## Problems to work on
**a)** Which companies are named in the EV factory text? List all of them.
**b)** Answer these questions about the EV factory text:
(i) In which state is Northvolt's factory located?
(ii) How much does Mercedes plan to invest in EV development between 2022 and 2030?
(iii) By what year does Ford plan to build 2 million EVs?
**c)** Duplicate the part of the EV factory text that opens with the words containing "Other automakers are" and closes with "switch to all-electric.".

Northvolt highlights the favorable location of the factory in the Schleswig-Holstein state as it can connect to the grid which has excess power produced from wind energy. Northvolt’s CEO, Peter Carlsson, stated “It matters how we produce a battery cell.” Further, “If you use coal in your production, you embed a fair amount of CO2 into your battery, but if we use clean energy, we can build a very sustainable product,” Carlsson said. “Our philosophy is that new energy-intensive industries, such as battery manufacturing, should be established in actual geographical proximity to where the clean energy is produced.”

Tesla is also working on a gigafactory in Germany. Berlin-Brandenburg is Tesla’s first European factory, and it is a megaproject with the capability of manufacturing hundreds of thousands of Model Y vehicles and millions of battery cells. It is expected to open later this year.

Other automakers are not far behind, as Mercedes announced a partnership with Japan-based firm Envision AESC, which will supply it with EV batteries from a U.S. plant by around 2025. Mercedes hopes to be able to produce EVs at its assembly plant in Alabama. The carmaker has plans to invest over $46 billion between 2022 and 2030 in the development of EVs, eventually making the switch to all-electric.

American giant Ford also has plans for a major EV battery plant, to be located in Turkey. One of the world’s largest battery factories is expected to be completed by 2025. The joint venture includes Turkey’s biggest conglomerate Koc Holding AS and South Korea’s SK Innovation Co. Ford previously announced ambitious plans to build 2 million EVs by 2026. Ford Europe’s chairman, Stuart Rowley, stated that the project is “the first in a number of significant electrification and commercial vehicle announcements we will make this year.”

Referring expression pointing data
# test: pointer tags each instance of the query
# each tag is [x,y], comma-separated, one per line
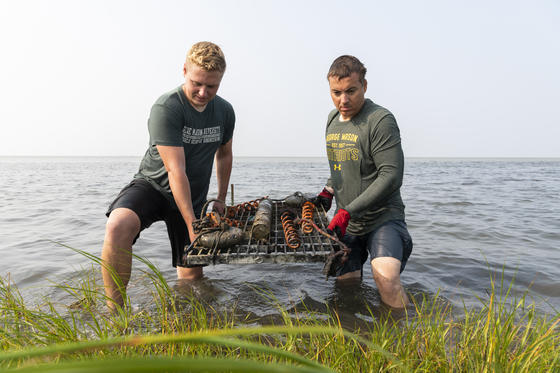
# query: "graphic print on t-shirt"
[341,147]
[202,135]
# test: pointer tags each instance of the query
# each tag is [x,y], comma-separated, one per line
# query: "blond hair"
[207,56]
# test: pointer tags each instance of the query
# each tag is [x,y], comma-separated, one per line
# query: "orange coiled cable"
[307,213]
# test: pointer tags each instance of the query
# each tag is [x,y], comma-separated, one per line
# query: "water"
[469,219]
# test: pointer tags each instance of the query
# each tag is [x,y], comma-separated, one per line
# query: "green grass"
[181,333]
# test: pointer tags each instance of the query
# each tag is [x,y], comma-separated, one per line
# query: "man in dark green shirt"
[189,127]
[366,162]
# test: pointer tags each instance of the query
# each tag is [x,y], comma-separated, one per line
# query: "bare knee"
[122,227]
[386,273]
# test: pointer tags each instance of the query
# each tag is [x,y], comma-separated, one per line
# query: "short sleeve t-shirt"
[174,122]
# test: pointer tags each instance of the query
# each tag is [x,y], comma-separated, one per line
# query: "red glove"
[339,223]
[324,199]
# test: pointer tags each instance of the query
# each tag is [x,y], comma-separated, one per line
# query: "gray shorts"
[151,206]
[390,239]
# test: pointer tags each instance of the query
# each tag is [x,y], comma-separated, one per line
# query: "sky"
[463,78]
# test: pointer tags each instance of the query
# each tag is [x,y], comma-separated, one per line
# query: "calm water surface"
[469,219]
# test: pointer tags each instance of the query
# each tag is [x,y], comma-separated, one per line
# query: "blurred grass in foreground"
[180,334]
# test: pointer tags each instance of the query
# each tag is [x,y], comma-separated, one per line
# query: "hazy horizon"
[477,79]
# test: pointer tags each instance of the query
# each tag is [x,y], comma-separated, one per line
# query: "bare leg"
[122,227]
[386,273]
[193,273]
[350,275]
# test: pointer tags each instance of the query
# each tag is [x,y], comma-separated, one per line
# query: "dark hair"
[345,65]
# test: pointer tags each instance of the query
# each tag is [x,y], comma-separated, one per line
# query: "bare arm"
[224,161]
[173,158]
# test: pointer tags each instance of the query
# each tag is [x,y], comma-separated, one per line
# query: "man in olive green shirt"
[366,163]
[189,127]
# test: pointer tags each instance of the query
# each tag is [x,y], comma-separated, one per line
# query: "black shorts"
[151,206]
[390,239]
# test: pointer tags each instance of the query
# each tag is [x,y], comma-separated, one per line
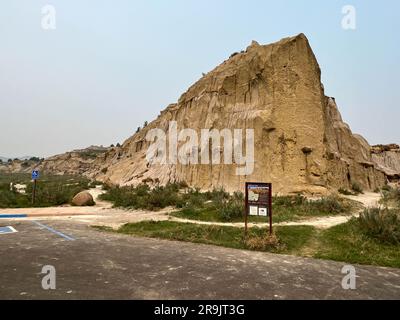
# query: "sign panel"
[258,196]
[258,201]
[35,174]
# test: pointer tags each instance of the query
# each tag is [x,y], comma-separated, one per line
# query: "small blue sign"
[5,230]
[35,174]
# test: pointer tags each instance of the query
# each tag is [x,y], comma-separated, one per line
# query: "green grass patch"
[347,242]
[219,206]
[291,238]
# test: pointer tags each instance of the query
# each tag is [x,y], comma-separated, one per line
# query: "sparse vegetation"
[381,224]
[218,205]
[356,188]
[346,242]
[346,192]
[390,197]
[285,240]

---

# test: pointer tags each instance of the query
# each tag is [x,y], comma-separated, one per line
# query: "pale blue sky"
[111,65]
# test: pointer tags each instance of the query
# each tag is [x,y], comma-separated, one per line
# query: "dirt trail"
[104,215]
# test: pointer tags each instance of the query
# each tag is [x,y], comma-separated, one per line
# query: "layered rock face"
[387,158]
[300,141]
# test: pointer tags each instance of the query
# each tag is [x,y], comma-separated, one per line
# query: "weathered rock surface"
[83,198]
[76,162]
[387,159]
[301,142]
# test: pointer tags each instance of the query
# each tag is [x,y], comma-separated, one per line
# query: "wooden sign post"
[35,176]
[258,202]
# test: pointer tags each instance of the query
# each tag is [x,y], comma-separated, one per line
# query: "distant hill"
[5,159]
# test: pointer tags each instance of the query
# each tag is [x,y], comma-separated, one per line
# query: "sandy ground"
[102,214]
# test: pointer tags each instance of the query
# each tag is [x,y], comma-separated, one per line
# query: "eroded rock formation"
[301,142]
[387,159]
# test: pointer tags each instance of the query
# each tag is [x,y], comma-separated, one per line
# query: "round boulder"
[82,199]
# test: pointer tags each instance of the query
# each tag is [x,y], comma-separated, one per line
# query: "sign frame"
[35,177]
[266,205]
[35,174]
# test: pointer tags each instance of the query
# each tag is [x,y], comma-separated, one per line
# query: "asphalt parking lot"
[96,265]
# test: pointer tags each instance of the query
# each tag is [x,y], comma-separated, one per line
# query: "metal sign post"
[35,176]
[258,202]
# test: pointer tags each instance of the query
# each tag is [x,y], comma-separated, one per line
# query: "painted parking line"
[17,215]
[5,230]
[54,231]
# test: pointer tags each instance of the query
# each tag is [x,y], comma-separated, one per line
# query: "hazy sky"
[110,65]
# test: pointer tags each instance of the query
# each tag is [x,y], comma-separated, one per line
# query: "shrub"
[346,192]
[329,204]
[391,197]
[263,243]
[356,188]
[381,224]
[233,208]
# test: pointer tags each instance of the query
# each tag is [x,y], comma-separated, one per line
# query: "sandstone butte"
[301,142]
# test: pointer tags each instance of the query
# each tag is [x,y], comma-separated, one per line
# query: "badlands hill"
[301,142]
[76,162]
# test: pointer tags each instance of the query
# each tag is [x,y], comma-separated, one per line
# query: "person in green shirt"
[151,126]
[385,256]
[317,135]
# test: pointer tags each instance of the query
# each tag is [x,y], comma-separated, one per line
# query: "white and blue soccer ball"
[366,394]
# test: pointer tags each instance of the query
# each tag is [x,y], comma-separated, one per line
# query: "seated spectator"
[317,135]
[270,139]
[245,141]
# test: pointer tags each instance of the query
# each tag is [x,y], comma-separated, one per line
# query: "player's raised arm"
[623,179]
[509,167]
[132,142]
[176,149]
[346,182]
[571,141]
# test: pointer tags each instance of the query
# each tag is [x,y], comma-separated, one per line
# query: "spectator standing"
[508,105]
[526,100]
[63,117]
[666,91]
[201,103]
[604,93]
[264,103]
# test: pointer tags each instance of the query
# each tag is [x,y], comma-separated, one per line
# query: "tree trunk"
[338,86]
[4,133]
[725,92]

==

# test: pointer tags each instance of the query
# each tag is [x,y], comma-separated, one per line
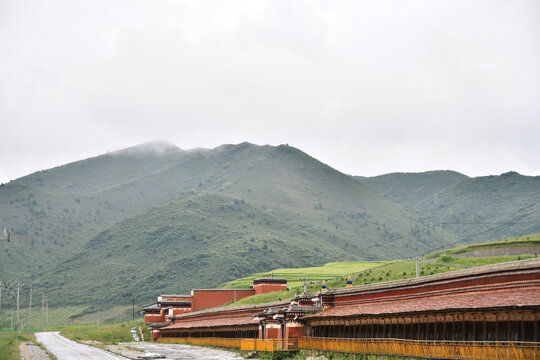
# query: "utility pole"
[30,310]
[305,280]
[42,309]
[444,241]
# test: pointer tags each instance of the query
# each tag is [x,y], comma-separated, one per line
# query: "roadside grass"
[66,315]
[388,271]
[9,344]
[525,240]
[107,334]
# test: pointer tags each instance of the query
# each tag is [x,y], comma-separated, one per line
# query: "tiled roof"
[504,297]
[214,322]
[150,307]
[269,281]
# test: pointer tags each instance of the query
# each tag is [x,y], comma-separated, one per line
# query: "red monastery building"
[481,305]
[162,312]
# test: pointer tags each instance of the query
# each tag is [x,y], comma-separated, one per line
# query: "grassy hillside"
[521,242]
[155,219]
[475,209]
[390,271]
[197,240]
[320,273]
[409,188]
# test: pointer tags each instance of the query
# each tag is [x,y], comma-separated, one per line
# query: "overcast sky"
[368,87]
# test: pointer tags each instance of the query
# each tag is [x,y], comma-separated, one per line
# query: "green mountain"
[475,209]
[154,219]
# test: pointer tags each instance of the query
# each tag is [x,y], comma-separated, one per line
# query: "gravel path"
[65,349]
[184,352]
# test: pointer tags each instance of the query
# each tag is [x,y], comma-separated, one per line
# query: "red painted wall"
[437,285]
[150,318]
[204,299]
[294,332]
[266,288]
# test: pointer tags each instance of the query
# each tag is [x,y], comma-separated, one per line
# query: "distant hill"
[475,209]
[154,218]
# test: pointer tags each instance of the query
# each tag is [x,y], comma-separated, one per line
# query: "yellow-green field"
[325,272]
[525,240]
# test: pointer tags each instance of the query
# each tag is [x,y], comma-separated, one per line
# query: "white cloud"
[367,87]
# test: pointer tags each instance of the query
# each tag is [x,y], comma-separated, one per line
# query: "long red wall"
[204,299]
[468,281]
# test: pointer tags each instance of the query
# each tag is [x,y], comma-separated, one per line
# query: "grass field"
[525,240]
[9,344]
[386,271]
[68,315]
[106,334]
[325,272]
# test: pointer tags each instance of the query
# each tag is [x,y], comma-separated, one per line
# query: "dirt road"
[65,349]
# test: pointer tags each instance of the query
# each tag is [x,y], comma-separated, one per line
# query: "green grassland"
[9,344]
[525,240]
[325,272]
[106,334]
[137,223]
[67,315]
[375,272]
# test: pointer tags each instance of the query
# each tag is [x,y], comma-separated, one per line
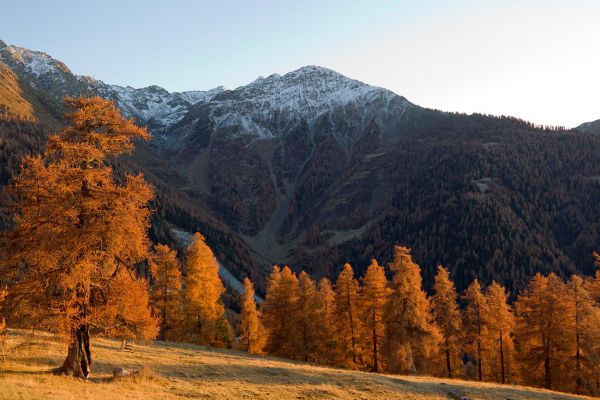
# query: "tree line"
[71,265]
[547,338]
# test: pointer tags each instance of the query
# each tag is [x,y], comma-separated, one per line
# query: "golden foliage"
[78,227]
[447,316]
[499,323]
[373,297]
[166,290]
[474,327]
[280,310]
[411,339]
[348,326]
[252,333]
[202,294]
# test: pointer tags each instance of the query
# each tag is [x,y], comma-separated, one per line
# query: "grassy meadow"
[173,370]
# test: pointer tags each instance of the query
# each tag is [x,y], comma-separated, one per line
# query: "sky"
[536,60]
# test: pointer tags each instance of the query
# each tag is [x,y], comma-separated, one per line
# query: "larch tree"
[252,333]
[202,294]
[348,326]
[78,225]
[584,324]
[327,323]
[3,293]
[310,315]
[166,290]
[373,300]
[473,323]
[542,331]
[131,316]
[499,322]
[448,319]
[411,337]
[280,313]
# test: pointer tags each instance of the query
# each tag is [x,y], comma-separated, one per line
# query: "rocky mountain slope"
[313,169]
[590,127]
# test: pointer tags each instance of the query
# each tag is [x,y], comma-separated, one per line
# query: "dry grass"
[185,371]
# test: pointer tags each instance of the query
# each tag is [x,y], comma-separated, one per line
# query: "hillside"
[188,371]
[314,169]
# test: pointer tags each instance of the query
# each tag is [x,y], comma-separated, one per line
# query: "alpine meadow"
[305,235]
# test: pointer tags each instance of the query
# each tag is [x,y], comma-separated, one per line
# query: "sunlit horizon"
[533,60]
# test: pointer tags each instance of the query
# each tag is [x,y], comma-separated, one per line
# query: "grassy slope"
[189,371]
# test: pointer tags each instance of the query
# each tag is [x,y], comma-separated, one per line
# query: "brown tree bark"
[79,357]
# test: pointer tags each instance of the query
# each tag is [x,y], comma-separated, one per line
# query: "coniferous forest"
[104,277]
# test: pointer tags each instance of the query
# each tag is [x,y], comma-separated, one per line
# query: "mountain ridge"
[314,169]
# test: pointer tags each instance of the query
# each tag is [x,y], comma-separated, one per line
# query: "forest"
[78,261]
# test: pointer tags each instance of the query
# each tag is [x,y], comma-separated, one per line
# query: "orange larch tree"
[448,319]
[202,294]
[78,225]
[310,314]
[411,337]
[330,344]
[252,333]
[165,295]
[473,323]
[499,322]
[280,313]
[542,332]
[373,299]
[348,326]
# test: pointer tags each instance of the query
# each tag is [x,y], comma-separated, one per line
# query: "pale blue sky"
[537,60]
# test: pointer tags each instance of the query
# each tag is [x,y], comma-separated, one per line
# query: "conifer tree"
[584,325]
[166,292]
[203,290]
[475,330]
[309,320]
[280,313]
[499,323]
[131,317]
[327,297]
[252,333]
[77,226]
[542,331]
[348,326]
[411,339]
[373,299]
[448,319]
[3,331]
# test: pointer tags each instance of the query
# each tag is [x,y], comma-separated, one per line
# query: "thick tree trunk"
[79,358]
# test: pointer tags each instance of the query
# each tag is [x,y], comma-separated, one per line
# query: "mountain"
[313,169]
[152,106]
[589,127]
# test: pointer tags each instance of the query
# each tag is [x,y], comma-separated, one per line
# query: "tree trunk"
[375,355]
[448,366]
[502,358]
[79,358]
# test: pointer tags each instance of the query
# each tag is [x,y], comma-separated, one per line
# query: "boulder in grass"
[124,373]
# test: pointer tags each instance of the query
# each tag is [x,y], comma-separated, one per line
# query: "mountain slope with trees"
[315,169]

## Exercise answers
**a)** Northvolt, Tesla, Mercedes, Envision AESC, Ford, Koc Holding AS, SK Innovation Co.

**b)**
(i) Schleswig-Holstein
(ii) Over $46 billion
(iii) 2026

**c)**
Other automakers are not far behind, as Mercedes announced a partnership with Japan-based firm Envision AESC, which will supply it with EV batteries from a U.S. plant by around 2025. Mercedes hopes to be able to produce EVs at its assembly plant in Alabama. The carmaker has plans to invest over $46 billion between 2022 and 2030 in the development of EVs, eventually making the switch to all-electric.